SOURCE EXTRACT start

Metamath Proof Explorer

Theorem r19.29imd

Description: Theorem 19.29 of Margaris p. 90 with an implication in the hypothesis containing the generalization, deduction version. (Contributed by AV, 19-Jan-2019)

		Ref	Expression
	Hypotheses	r19.29imd.1	\|- ( ph -> E. x e. A ps )
		r19.29imd.2	\|- ( ph -> A. x e. A ( ps -> ch ) )
	Assertion	r19.29imd	\|- ( ph -> E. x e. A ( ps /\ ch ) )

Proof

Step	Hyp	Ref	Expression
1		r19.29imd.1	\|- ( ph -> E. x e. A ps )
2		r19.29imd.2	\|- ( ph -> A. x e. A ( ps -> ch ) )

SOURCE EXTRACT end
LISTED ENTRIES start

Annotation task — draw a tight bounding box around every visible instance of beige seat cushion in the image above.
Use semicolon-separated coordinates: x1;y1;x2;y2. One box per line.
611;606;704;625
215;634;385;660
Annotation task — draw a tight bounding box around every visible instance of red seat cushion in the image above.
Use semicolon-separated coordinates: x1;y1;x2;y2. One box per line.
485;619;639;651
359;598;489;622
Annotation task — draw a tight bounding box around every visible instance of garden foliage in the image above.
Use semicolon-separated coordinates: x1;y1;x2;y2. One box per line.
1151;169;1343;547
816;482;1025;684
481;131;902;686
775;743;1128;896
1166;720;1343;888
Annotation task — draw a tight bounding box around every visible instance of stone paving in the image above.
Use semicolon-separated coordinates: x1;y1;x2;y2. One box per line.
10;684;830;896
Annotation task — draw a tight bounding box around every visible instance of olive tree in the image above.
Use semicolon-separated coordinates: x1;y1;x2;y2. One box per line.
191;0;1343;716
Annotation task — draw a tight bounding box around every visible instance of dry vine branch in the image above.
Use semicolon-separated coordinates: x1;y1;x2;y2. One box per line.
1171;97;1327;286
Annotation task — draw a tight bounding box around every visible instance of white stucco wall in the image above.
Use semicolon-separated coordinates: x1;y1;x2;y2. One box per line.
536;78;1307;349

LISTED ENTRIES end

# OBJECTIVE 1
Summarize the Metamath page in two sentences.
# OBJECTIVE 2
Revise the Metamath page between "Description: Theorem 19.29" and "A ( ps /\ ch ) )", inclusive, changing "deduction" to "inference".

# FINAL ANSWER 1
The page presents theorem r19.29imd, described as Theorem 19.29 of Margaris p. 90 with an implication in the hypothesis containing the generalization, deduction version, contributed by AV on 19-Jan-2019. Its hypotheses r19.29imd.1 and r19.29imd.2 lead to the assertion that ph implies E. x e. A ( ps /\ ch ), and the first two proof steps cite those two hypotheses.

# FINAL ANSWER 2
Description: Theorem 19.29 of Margaris p. 90 with an implication in the hypothesis containing the generalization, inference version. (Contributed by AV, 19-Jan-2019)

		Ref	Expression
	Hypotheses	r19.29imd.1	\|- ( ph -> E. x e. A ps )
		r19.29imd.2	\|- ( ph -> A. x e. A ( ps -> ch ) )
	Assertion	r19.29imd	\|- ( ph -> E. x e. A ( ps /\ ch ) )